Natural-language object grounding data:

----------------------------------------

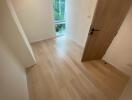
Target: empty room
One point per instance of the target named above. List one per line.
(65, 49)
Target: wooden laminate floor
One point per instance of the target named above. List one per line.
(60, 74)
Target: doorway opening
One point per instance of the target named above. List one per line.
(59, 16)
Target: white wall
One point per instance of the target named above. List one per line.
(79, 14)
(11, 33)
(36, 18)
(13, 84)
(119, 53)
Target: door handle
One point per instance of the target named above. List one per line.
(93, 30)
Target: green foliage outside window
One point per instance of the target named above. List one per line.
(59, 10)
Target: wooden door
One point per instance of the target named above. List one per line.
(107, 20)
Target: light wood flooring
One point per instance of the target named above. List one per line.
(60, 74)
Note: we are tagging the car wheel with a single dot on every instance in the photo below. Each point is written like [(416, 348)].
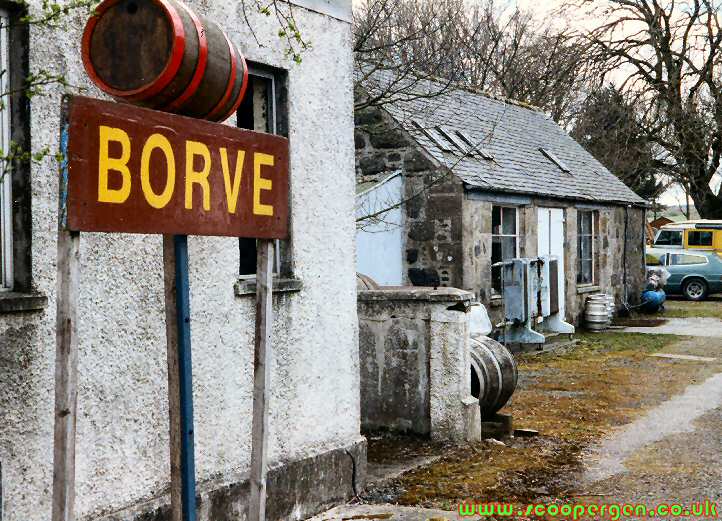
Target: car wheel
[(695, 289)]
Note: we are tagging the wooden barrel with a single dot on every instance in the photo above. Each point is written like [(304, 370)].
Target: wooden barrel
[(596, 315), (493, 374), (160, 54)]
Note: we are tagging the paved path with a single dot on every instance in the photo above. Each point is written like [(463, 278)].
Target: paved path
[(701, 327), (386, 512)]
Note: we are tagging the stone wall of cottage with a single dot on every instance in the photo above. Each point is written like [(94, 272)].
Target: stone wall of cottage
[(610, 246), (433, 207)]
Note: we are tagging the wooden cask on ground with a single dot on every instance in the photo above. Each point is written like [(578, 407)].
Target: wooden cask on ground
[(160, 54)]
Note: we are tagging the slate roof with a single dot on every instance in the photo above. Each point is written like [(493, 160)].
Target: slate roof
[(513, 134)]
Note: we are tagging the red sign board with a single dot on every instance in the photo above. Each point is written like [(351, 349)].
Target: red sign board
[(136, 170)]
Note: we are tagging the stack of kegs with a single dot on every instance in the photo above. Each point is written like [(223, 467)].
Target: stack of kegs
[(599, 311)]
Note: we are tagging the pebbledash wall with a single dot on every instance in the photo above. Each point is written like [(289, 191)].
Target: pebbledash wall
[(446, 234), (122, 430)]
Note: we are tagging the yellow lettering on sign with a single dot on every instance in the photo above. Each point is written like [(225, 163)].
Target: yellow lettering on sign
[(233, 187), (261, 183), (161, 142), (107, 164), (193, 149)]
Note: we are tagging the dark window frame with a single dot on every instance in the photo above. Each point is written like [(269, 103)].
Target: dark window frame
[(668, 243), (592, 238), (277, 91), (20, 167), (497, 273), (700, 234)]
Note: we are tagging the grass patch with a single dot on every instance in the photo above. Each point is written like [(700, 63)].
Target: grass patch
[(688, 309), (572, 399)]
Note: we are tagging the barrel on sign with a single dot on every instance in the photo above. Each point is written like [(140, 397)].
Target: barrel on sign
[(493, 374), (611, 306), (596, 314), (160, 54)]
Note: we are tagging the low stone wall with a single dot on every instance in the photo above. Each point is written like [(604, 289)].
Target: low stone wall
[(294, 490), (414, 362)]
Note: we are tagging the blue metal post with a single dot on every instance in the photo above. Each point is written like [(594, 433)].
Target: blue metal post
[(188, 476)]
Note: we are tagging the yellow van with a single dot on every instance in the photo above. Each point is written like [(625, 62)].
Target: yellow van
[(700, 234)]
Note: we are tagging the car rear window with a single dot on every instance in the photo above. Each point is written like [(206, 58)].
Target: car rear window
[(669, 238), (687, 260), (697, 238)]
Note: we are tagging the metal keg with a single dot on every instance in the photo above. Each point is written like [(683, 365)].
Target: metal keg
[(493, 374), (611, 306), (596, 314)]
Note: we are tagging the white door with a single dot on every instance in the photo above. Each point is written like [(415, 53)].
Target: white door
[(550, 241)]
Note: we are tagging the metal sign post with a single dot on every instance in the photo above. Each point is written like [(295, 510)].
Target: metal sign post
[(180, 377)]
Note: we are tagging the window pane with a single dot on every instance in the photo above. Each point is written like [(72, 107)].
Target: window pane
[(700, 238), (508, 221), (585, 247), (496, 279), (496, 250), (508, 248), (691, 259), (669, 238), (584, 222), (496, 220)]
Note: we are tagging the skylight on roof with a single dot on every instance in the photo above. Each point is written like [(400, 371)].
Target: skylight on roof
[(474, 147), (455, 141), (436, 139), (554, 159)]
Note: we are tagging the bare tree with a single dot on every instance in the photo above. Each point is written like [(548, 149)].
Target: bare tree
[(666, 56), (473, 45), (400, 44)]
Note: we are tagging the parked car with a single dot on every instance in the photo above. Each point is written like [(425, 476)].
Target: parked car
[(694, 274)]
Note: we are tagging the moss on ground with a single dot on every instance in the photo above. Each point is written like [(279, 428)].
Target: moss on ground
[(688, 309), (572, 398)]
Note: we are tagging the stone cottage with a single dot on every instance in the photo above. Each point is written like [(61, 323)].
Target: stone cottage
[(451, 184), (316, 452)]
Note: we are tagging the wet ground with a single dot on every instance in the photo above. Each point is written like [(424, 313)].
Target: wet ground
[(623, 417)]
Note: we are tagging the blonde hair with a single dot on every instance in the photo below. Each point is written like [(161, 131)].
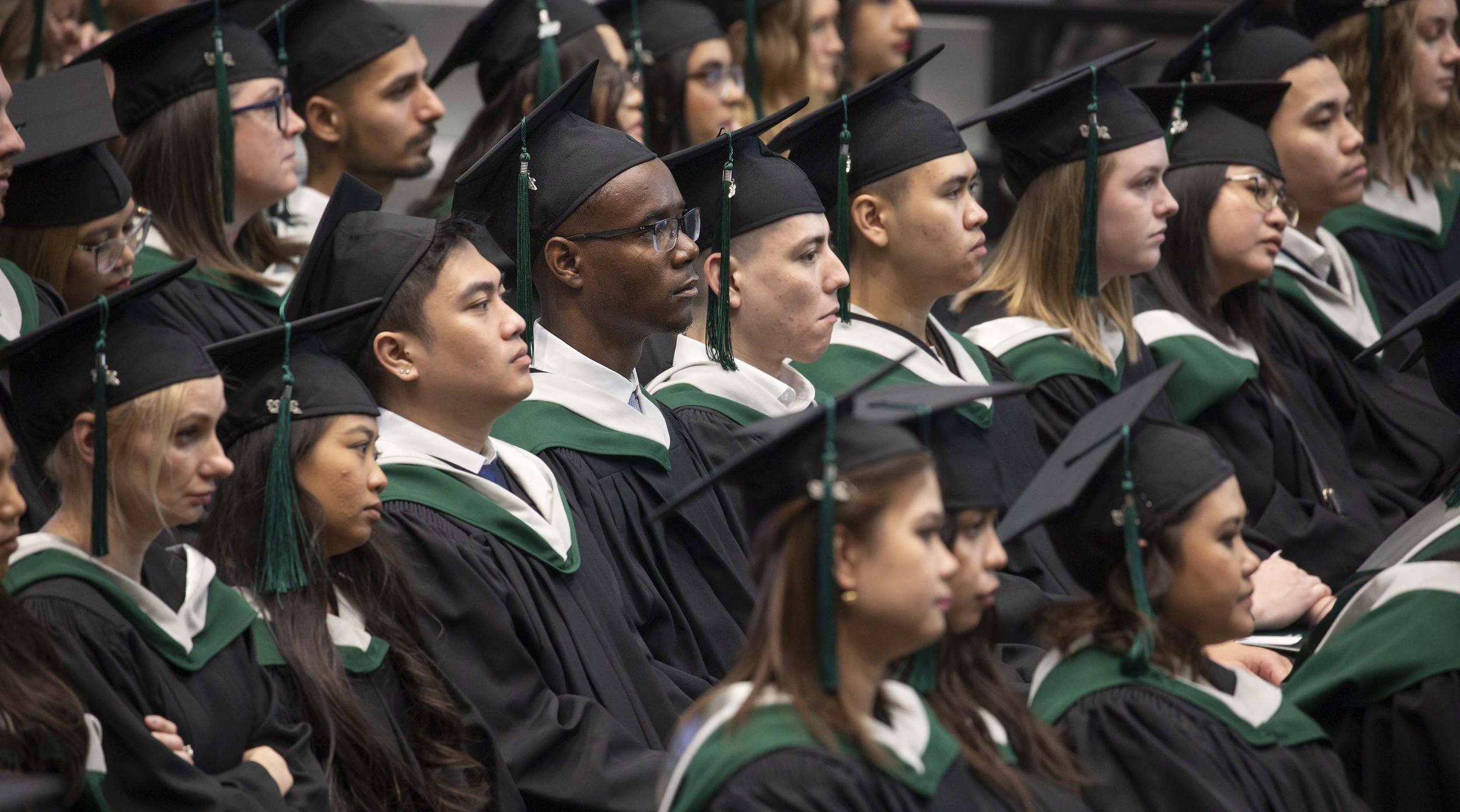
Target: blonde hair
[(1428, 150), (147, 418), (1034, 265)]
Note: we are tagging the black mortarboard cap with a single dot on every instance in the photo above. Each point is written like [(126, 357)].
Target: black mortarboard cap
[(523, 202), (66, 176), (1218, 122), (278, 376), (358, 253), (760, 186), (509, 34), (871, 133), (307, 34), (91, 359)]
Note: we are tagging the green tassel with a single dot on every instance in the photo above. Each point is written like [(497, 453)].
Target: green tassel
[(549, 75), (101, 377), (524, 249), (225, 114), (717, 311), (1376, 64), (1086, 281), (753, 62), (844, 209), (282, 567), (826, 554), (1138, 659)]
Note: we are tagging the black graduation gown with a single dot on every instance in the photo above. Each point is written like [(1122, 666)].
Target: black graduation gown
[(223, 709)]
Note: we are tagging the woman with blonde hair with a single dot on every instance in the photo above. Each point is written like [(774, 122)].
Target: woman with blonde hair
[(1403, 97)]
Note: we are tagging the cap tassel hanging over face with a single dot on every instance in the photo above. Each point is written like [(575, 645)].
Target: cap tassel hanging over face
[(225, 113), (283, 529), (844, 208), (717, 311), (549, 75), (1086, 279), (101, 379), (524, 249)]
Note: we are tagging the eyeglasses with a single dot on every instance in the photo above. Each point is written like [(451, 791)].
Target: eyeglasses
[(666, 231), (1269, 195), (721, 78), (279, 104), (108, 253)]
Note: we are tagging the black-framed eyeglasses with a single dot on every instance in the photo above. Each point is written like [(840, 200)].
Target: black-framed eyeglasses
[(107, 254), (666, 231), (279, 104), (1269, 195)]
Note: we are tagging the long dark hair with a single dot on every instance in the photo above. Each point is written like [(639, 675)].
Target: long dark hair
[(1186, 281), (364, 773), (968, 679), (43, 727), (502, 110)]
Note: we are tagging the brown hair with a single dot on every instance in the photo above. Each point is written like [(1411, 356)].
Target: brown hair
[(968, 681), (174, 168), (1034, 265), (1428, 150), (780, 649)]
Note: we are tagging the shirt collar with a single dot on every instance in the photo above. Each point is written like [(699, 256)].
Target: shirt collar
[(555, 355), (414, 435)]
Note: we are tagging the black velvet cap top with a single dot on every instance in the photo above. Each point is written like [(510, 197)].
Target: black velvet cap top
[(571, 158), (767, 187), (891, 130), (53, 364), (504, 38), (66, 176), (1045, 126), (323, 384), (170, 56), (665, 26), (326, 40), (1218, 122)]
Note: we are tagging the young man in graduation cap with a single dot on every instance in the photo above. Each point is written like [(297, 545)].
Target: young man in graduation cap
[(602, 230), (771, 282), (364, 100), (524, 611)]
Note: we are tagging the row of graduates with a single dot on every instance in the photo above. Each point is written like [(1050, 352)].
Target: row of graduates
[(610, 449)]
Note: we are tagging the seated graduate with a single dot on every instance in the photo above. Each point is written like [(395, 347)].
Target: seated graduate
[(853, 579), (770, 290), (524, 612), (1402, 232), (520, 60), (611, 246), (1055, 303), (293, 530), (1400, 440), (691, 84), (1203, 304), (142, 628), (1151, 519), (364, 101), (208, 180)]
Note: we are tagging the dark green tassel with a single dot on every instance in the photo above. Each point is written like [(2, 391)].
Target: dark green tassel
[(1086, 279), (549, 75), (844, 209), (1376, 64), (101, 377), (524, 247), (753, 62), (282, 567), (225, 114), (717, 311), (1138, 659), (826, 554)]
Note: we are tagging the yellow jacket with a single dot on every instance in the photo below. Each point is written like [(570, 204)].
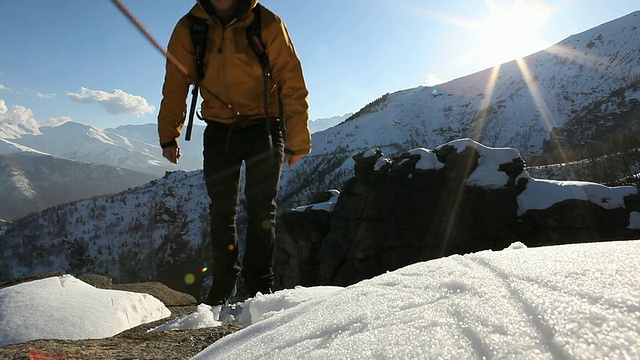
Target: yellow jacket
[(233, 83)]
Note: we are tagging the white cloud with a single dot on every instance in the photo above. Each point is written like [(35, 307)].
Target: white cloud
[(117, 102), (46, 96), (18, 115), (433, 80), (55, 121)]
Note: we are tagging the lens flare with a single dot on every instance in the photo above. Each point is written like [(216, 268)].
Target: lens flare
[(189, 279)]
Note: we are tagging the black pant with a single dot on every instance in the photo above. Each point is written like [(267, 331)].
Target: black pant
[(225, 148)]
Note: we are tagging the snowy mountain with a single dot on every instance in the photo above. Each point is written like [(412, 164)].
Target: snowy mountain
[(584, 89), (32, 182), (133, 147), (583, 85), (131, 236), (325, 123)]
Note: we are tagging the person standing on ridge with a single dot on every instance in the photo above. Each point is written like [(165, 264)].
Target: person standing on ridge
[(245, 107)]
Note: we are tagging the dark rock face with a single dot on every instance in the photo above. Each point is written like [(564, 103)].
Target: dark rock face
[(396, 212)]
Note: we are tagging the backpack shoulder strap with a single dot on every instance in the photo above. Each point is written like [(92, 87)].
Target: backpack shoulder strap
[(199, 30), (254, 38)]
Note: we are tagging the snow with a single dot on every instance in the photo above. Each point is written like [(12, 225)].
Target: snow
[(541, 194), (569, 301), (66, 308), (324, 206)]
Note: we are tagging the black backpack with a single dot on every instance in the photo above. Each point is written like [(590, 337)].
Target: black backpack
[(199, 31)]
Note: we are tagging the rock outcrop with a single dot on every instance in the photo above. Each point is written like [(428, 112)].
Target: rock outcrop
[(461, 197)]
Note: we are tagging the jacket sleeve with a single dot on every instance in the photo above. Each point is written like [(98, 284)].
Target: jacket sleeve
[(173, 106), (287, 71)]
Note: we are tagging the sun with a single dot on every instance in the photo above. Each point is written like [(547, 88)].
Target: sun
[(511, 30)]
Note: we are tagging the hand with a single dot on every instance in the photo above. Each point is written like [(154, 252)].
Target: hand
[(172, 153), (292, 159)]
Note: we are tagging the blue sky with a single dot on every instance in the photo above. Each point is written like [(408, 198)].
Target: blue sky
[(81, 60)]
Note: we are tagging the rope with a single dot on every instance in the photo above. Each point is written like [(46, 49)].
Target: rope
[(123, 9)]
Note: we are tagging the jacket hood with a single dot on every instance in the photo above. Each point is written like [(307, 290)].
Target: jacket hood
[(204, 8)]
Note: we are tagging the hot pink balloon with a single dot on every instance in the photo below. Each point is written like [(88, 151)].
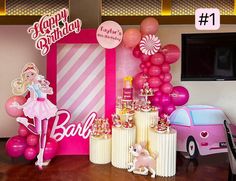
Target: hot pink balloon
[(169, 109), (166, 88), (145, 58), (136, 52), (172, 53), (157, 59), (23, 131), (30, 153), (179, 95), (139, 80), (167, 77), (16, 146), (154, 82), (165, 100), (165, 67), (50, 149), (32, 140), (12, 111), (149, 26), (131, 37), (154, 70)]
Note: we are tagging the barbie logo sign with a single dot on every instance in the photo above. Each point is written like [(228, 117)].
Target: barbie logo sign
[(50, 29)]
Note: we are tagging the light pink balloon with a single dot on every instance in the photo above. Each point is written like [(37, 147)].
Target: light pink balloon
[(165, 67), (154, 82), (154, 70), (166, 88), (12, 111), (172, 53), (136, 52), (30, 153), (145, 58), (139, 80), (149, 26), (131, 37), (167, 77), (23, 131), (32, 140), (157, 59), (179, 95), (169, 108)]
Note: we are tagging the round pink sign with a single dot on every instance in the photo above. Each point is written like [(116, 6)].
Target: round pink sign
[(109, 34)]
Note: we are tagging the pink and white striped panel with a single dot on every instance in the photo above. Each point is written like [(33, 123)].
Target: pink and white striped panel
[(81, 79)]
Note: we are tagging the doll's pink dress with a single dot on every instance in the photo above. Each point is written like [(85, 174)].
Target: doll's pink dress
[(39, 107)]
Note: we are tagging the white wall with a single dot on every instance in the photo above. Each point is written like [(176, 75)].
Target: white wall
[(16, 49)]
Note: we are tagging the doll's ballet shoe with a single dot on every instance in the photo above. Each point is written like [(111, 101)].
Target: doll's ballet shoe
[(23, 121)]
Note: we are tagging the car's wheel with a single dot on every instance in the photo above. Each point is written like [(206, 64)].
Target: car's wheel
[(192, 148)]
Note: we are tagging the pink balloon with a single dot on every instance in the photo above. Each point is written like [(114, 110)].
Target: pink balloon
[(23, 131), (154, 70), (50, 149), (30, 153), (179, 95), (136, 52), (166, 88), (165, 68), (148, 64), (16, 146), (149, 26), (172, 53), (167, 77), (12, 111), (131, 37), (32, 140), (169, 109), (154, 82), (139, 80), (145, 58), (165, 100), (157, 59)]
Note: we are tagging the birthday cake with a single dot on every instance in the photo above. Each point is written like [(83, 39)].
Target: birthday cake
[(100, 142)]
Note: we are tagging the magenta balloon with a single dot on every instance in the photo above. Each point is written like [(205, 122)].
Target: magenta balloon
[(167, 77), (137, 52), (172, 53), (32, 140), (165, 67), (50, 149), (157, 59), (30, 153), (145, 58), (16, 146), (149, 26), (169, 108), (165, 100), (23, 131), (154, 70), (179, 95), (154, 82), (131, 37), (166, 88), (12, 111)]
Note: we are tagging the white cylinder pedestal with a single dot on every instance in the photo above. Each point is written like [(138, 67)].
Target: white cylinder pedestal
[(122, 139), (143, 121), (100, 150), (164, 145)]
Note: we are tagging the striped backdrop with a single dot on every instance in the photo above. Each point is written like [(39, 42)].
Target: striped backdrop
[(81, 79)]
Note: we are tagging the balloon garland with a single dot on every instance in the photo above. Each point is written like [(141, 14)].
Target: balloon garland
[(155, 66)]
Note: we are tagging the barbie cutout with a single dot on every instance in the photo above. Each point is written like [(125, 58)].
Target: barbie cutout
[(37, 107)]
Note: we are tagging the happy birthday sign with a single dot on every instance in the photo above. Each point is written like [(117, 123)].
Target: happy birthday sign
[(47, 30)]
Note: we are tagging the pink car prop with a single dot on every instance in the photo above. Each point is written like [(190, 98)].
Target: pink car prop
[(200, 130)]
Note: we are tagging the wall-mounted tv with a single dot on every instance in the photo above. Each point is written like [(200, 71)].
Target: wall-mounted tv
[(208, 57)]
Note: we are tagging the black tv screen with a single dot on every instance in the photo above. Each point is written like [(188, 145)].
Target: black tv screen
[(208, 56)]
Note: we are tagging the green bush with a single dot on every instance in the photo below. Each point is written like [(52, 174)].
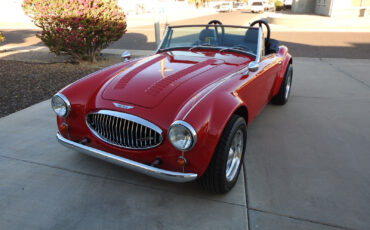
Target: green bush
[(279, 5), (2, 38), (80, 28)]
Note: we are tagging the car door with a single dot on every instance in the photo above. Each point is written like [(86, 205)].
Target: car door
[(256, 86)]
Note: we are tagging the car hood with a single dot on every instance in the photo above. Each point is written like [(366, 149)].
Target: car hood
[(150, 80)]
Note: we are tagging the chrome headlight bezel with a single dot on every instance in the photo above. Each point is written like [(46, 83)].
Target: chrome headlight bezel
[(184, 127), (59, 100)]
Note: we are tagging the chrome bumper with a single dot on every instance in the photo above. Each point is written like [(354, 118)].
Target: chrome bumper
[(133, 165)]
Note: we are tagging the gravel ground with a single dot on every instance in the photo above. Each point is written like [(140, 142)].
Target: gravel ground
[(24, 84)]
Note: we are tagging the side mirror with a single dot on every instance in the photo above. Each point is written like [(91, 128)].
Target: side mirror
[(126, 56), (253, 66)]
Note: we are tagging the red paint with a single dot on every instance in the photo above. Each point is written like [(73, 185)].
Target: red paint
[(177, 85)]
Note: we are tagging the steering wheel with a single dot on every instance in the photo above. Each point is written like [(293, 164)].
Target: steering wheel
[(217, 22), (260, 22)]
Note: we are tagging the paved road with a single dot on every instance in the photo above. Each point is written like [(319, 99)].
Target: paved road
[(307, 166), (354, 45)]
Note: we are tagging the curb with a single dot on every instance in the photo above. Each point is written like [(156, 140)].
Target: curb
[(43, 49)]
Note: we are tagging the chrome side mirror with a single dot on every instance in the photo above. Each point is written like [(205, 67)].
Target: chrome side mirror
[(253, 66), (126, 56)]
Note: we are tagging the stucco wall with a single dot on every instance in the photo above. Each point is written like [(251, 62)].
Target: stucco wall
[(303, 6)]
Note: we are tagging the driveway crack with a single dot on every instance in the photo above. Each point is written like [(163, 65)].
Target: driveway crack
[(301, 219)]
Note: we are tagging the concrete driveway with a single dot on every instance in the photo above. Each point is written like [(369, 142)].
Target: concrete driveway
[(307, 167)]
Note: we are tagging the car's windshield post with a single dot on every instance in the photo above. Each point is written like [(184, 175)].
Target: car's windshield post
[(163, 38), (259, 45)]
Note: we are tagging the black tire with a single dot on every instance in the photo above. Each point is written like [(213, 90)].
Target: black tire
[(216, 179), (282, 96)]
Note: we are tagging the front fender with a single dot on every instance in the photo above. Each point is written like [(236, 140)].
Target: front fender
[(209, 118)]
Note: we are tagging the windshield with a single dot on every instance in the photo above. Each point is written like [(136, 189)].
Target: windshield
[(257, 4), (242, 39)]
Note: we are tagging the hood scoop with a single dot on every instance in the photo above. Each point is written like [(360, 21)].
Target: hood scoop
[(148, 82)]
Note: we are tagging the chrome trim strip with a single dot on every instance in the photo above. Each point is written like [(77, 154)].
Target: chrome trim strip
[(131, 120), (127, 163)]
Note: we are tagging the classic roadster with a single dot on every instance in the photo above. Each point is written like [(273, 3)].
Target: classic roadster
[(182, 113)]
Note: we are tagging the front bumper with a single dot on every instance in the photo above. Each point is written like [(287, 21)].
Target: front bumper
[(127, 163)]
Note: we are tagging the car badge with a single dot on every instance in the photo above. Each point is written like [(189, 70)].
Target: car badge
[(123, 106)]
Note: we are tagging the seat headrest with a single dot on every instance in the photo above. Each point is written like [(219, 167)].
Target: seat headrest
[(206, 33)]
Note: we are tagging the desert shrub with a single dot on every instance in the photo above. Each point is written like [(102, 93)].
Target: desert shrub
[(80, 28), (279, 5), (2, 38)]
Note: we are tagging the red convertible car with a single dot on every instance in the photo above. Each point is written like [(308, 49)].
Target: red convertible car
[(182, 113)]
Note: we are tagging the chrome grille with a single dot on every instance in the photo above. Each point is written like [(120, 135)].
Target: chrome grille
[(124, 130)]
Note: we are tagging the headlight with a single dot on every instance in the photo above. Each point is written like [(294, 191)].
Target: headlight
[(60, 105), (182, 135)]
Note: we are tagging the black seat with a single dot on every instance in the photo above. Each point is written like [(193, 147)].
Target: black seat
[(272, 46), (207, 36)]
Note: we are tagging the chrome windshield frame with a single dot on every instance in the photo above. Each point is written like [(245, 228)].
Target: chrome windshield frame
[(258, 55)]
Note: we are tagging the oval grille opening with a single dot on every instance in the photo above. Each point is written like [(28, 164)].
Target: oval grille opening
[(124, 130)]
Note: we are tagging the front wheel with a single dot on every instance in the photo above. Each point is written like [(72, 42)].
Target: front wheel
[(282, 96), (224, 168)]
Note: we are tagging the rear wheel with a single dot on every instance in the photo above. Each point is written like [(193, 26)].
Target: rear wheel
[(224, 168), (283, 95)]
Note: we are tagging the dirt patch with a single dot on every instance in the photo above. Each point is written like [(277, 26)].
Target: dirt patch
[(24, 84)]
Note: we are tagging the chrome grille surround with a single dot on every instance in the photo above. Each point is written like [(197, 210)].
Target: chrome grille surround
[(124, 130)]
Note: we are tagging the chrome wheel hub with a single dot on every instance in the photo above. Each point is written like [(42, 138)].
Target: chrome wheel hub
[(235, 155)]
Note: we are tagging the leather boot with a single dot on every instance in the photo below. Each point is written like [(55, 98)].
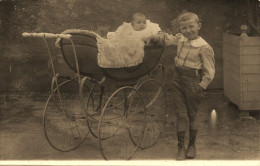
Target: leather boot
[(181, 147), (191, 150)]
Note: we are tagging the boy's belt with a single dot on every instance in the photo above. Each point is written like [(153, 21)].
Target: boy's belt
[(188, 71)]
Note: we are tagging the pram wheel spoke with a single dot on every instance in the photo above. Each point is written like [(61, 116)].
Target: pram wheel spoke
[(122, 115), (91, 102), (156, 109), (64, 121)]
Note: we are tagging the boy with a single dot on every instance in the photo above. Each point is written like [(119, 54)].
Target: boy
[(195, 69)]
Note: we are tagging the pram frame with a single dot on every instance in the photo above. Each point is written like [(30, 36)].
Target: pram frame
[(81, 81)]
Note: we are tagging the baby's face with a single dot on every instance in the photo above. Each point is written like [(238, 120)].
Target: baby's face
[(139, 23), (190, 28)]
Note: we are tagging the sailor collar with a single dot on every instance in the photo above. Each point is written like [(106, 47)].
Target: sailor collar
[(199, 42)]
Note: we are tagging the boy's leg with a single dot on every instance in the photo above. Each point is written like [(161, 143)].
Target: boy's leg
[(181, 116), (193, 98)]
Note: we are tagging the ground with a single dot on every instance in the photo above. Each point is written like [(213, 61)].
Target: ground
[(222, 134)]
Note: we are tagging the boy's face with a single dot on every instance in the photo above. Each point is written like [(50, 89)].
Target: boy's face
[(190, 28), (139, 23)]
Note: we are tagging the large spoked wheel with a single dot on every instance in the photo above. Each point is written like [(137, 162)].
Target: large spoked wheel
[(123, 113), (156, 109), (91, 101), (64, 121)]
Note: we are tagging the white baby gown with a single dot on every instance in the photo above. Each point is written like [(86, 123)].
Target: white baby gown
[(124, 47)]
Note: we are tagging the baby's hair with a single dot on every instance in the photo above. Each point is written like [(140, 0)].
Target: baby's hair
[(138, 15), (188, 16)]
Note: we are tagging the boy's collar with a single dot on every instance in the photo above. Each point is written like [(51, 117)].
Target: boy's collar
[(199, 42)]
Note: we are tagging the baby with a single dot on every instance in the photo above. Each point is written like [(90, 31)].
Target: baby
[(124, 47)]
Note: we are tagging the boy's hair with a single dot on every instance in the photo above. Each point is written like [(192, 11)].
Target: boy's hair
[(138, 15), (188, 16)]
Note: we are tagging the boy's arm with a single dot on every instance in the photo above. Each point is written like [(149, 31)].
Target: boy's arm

----------------------------------------

Task details: Starting with the line above that holds "Note: we are tagging the eyeglasses" and stopping with the line that holds "Note: we are tagging the brown", reproduce each line exactly, omitting all other lines.

Reply:
Note: we are tagging the eyeglasses with a single dot on every instance in the photo above. Each point is written like [(451, 791)].
Target: eyeglasses
[(666, 231), (1269, 195), (721, 78), (279, 104), (108, 253)]
Note: we are tagging the black-framed eyeglasses with a single dot on every instance in the photo above. Each point is written like [(840, 200)].
Target: black-framed eyeglasses
[(107, 254), (666, 231), (279, 104), (1269, 195)]
Note: we are tagging the long dark hair with a single dot on every instance in the photo above. Each point is written like [(639, 675)].
Target: long dark hair
[(1186, 281), (364, 773), (968, 679), (43, 727), (502, 110)]
Note: we are tagging the brown hair with a single dot on every instance in the photo above. Each point is written like [(1411, 356)].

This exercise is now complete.